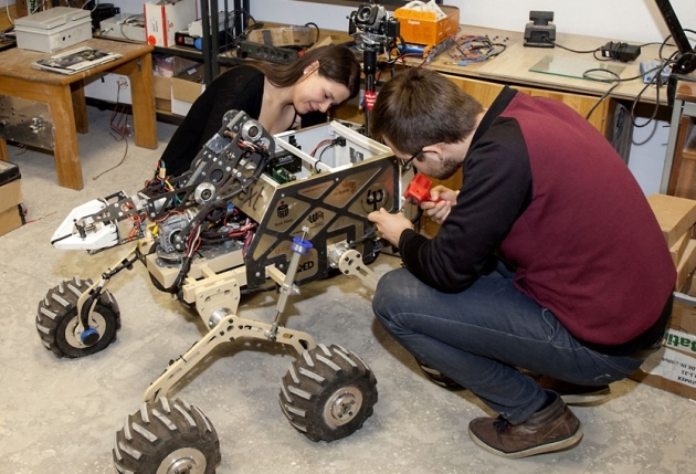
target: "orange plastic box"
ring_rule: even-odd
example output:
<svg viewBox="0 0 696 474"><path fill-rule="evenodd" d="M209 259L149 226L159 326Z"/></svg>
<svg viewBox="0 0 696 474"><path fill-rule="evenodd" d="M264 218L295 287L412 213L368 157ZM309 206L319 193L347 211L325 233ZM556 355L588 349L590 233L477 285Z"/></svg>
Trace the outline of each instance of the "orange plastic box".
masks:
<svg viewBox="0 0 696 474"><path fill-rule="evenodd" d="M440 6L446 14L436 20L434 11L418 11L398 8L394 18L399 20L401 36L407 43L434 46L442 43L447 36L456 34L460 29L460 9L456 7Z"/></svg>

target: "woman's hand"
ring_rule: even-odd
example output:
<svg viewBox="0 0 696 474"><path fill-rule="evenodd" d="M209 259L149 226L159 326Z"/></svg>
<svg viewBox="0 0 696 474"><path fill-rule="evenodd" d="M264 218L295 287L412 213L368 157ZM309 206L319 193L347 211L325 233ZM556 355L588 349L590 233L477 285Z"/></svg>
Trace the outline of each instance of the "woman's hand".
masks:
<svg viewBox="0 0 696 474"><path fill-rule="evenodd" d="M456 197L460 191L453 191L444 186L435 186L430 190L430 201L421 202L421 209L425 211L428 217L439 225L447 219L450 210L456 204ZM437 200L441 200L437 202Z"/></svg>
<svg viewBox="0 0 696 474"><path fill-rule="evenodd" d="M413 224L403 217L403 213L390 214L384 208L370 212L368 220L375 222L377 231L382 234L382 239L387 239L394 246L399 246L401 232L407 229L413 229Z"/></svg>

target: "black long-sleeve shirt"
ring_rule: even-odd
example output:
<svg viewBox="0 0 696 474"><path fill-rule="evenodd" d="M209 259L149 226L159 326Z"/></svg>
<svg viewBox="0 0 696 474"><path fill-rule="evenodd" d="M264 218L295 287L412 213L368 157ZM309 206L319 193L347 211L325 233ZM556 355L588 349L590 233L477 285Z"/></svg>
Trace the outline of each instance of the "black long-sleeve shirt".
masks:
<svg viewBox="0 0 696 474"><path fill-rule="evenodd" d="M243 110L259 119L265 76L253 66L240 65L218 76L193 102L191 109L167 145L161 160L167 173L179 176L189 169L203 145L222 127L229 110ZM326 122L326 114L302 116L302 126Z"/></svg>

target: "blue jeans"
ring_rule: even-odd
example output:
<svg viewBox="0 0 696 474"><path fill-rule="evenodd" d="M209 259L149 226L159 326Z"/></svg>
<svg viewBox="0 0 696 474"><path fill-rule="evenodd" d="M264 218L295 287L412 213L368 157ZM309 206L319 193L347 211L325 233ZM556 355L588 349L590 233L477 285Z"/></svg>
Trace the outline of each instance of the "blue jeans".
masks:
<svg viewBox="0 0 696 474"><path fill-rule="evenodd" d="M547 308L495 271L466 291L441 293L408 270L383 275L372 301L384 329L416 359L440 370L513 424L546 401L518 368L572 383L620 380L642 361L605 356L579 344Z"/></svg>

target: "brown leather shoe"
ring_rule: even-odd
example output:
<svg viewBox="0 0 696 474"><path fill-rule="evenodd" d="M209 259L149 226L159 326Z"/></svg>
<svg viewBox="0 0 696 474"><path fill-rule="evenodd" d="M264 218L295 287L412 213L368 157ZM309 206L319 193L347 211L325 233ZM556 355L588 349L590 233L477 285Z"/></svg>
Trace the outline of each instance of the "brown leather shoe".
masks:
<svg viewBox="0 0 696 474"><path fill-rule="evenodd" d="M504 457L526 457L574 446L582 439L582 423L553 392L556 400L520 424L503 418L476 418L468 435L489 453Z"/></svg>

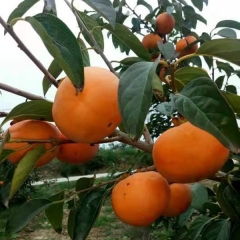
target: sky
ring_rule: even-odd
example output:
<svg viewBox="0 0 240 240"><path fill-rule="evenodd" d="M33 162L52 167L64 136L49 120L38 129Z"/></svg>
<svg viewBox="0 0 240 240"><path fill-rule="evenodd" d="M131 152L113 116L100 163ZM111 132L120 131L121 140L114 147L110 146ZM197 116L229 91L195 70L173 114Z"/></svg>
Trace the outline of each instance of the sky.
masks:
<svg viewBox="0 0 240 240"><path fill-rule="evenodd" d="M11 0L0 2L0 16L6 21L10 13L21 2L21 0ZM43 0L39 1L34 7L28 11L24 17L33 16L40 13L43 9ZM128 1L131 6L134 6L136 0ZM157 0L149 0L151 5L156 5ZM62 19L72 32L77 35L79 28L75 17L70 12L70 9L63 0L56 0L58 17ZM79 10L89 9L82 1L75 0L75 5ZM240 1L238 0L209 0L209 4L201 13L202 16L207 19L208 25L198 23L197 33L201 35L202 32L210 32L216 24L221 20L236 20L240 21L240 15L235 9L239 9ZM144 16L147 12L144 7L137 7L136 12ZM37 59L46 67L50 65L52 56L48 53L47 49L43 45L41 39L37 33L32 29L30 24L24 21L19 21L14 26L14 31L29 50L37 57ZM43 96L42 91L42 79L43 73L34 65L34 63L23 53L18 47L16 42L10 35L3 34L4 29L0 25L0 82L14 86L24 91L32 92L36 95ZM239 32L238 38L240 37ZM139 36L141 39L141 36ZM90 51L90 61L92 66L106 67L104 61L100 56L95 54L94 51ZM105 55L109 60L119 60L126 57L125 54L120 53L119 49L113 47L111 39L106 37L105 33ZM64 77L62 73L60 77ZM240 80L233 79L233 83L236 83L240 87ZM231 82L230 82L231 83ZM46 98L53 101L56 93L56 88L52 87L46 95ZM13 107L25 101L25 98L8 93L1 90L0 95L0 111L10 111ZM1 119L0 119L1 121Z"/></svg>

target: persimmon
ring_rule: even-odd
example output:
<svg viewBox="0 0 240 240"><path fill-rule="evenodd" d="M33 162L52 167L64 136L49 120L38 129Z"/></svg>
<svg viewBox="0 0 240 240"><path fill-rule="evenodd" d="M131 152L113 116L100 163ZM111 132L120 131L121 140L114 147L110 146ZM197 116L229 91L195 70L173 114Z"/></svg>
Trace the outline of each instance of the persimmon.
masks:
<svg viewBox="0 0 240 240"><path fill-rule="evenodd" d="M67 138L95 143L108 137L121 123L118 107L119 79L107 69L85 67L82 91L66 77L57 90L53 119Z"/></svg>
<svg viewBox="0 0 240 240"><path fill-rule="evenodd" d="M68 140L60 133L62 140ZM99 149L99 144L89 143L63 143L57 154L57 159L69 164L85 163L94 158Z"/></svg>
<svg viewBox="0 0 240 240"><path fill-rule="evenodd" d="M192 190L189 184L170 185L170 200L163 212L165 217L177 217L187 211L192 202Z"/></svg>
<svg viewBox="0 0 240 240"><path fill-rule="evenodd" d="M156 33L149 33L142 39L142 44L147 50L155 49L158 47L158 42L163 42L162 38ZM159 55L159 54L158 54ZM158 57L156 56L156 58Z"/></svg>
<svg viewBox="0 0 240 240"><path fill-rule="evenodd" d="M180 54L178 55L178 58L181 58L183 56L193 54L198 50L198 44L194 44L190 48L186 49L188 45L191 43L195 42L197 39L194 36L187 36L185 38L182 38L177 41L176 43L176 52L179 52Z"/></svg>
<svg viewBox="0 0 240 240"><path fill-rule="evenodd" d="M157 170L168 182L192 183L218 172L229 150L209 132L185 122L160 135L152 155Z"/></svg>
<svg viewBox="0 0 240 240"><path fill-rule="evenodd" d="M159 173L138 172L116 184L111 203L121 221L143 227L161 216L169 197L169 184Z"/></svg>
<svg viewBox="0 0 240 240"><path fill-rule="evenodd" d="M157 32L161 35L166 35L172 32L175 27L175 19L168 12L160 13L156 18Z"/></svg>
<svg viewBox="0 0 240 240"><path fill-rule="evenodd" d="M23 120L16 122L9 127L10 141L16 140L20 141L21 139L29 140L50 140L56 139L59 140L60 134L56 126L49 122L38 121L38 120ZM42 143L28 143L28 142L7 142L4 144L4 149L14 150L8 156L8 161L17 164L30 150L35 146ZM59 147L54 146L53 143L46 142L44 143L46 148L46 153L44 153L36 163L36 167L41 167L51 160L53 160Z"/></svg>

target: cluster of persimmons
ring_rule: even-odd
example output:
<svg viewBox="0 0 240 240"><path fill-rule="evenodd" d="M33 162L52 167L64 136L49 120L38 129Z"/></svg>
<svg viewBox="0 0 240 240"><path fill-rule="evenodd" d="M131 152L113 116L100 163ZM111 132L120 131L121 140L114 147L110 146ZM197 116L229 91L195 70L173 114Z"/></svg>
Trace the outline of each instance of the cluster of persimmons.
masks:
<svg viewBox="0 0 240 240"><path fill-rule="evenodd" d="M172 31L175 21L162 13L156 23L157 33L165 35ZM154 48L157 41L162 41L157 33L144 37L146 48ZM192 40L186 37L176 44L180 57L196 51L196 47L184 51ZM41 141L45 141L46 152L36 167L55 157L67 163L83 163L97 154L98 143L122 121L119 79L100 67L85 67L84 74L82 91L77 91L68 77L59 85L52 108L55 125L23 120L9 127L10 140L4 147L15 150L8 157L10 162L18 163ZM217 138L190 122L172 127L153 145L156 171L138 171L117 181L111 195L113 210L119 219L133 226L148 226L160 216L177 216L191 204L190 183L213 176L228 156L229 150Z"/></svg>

▬▬▬

__WHAT THE TASK ASKS__:
Please set down, unchanged, the material from its very start through the line containing "224L403 217L403 213L390", including that line, and leave the pictures out.

__COMPLETE ANSWER__:
target: "orange plastic box"
ring_rule: even-odd
example output:
<svg viewBox="0 0 696 474"><path fill-rule="evenodd" d="M209 259L149 226L159 326Z"/></svg>
<svg viewBox="0 0 696 474"><path fill-rule="evenodd" d="M264 218L295 287L412 213L368 157ZM309 206L319 193L347 211L325 233ZM556 355L588 349L590 233L477 285Z"/></svg>
Trace the outline of each instance of the "orange plastic box".
masks:
<svg viewBox="0 0 696 474"><path fill-rule="evenodd" d="M440 6L446 14L436 20L434 11L418 11L398 8L394 18L399 20L401 36L407 43L434 46L442 43L447 36L456 34L460 29L460 9L456 7Z"/></svg>

target: "woman's hand"
ring_rule: even-odd
example output:
<svg viewBox="0 0 696 474"><path fill-rule="evenodd" d="M209 259L149 226L159 326Z"/></svg>
<svg viewBox="0 0 696 474"><path fill-rule="evenodd" d="M264 218L295 287L412 213L368 157ZM309 206L319 193L347 211L325 233ZM556 355L588 349L590 233L477 285Z"/></svg>
Trace the outline of each instance of the "woman's hand".
masks:
<svg viewBox="0 0 696 474"><path fill-rule="evenodd" d="M456 197L460 191L453 191L444 186L435 186L430 190L430 201L421 202L421 209L425 211L428 217L439 225L447 219L450 210L456 204ZM437 200L441 200L437 202Z"/></svg>
<svg viewBox="0 0 696 474"><path fill-rule="evenodd" d="M413 224L403 217L403 213L390 214L384 208L370 212L368 220L375 222L377 231L382 234L382 239L387 239L394 246L399 246L401 232L407 229L413 229Z"/></svg>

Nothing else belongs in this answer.